- [Exercise goal]: Lines before the one containing "the cluster of" are excluded; retype that line and all remaining lines of the material exactly.

- [Source material]:
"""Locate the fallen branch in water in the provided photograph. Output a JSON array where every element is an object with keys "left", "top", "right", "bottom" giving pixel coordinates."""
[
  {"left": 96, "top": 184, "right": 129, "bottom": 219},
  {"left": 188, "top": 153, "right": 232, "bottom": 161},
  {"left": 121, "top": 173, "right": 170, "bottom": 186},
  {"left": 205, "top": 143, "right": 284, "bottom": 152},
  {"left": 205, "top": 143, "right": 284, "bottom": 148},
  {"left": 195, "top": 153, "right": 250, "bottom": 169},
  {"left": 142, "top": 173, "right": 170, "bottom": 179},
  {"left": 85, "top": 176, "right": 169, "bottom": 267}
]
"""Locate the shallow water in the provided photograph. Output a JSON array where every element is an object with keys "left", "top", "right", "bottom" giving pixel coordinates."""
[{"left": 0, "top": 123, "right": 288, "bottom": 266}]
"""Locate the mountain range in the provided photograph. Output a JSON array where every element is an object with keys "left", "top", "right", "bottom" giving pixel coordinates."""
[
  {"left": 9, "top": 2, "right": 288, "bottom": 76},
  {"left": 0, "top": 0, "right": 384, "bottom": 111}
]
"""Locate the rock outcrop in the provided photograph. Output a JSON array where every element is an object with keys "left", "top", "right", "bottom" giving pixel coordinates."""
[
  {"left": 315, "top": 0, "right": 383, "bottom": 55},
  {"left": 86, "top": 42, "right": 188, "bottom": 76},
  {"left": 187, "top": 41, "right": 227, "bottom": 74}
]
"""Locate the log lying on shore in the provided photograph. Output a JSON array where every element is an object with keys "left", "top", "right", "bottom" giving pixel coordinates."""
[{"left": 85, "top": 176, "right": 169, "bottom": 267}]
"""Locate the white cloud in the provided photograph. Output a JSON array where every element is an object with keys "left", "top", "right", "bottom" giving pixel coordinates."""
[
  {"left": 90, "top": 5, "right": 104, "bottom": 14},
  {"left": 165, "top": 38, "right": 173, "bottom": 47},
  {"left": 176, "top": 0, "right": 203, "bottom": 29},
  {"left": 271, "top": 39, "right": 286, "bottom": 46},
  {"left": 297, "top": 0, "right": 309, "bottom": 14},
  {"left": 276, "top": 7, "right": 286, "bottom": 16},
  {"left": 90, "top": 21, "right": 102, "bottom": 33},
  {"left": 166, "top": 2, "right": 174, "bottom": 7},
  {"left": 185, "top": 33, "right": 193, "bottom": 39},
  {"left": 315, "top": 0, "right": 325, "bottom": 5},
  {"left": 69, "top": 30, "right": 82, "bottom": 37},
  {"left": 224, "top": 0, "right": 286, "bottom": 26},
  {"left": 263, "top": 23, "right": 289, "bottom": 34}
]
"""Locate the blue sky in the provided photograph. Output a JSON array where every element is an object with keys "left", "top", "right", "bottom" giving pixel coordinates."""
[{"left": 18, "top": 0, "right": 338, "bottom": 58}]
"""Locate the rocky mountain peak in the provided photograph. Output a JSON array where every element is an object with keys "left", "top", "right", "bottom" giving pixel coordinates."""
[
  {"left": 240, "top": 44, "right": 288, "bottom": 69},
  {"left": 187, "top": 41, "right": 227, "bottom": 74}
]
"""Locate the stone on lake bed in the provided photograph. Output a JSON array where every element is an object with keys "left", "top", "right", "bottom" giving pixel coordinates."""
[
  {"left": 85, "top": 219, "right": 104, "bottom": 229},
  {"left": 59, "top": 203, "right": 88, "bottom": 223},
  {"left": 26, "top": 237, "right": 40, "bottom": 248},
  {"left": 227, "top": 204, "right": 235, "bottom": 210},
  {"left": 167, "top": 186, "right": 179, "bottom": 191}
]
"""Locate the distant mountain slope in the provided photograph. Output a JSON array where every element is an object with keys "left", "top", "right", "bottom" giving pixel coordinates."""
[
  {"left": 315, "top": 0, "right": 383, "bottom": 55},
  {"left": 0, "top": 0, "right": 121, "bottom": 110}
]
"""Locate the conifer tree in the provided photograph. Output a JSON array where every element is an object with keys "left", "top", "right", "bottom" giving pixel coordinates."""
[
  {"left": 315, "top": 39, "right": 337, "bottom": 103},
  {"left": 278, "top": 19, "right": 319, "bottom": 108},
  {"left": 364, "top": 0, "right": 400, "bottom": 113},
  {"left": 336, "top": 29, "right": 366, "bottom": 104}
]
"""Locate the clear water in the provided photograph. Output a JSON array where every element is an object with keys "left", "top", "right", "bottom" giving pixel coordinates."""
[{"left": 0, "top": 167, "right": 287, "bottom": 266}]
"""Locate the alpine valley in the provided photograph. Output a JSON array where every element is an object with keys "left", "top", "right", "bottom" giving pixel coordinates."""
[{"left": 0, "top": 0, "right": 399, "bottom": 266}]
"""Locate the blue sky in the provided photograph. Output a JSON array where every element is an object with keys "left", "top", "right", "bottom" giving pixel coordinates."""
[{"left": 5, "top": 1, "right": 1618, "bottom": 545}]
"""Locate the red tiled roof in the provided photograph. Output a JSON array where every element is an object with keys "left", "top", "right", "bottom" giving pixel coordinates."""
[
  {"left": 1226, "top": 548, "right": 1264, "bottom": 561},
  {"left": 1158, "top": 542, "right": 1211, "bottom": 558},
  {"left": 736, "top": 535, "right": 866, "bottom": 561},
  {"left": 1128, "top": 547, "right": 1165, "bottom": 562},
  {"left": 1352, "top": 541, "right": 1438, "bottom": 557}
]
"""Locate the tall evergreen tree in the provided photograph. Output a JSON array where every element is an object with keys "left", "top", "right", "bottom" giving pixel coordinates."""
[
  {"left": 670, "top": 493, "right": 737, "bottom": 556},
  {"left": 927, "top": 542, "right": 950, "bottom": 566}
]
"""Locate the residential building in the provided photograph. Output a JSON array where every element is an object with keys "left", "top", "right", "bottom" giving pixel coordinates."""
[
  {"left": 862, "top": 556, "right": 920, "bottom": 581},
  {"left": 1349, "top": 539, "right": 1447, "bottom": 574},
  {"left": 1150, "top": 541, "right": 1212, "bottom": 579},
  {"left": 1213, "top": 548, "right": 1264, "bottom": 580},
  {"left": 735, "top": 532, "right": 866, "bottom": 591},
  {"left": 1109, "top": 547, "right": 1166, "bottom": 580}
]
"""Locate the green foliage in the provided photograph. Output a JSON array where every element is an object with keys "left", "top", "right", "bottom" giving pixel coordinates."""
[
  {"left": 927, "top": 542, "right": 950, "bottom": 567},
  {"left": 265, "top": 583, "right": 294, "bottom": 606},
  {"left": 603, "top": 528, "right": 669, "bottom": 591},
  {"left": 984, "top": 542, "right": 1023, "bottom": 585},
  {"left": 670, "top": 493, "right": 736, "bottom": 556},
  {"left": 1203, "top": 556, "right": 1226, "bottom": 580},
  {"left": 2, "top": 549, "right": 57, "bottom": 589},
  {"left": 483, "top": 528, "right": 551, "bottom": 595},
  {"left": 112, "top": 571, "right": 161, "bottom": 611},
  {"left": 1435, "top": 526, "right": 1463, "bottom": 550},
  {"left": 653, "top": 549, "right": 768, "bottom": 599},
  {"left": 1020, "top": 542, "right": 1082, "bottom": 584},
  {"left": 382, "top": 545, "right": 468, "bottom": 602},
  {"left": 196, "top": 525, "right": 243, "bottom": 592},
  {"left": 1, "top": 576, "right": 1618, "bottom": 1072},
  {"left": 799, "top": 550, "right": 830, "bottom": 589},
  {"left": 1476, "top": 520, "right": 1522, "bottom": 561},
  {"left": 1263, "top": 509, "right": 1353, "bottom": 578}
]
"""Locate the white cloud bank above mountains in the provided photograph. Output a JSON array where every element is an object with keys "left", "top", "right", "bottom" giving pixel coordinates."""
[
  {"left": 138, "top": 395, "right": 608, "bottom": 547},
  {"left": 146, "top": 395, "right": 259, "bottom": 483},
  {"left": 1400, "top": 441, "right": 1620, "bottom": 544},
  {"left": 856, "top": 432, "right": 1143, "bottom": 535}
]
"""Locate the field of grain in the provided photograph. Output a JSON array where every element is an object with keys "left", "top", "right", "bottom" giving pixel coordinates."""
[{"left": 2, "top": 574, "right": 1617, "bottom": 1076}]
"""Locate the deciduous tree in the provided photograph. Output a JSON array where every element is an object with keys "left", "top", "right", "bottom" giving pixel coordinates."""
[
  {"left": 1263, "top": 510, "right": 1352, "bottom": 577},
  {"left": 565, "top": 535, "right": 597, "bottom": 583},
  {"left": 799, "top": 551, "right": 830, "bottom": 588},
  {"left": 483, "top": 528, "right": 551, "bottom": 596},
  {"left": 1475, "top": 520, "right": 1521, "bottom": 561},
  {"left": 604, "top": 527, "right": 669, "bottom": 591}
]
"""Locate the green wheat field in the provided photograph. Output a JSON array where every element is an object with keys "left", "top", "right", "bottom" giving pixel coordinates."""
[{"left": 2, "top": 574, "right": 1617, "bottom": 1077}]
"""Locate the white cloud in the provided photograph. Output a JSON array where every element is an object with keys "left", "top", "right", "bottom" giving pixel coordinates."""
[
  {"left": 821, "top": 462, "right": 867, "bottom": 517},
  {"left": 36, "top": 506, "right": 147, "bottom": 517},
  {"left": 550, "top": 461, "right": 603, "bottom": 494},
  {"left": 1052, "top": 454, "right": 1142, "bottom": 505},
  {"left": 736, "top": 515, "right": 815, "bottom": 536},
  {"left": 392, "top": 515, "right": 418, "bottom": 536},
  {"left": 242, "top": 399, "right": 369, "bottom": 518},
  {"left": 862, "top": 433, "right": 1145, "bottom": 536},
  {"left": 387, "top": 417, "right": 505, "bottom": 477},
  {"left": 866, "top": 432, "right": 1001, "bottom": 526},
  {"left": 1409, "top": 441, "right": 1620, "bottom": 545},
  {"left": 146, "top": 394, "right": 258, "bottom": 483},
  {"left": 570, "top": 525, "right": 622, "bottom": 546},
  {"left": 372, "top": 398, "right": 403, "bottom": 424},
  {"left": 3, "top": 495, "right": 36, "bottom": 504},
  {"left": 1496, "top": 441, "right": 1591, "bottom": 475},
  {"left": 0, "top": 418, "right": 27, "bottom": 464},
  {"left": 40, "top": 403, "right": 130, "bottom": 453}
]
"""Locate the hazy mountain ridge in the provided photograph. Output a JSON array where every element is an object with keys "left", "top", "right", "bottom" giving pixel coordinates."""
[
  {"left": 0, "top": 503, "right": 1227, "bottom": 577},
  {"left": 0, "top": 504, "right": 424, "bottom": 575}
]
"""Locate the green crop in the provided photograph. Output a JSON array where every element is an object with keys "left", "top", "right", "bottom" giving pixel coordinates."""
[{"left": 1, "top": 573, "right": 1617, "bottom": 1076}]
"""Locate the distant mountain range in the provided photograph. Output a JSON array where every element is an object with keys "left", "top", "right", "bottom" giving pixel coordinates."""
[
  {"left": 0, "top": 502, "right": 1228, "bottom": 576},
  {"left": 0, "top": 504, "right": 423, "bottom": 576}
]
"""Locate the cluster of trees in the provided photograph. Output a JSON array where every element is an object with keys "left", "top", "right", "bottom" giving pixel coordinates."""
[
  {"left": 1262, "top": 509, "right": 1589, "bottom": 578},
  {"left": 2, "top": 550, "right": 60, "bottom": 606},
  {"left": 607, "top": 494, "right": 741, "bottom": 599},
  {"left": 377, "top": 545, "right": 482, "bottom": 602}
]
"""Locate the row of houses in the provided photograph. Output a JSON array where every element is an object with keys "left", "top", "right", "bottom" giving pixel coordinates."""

- [Result for this exercise]:
"""Locate the cluster of trees in the provided photograph. Output a JSON array where every element is an object with keys "left", "top", "right", "bottom" giving pixel coordinates."""
[
  {"left": 1262, "top": 509, "right": 1589, "bottom": 578},
  {"left": 2, "top": 550, "right": 60, "bottom": 606},
  {"left": 607, "top": 494, "right": 741, "bottom": 599},
  {"left": 377, "top": 545, "right": 482, "bottom": 602}
]
"""Locate the row of houses in the provided photograph. Output a JSON array where every element is an object with keys "left", "top", "right", "bottom" giving pixel coordinates."""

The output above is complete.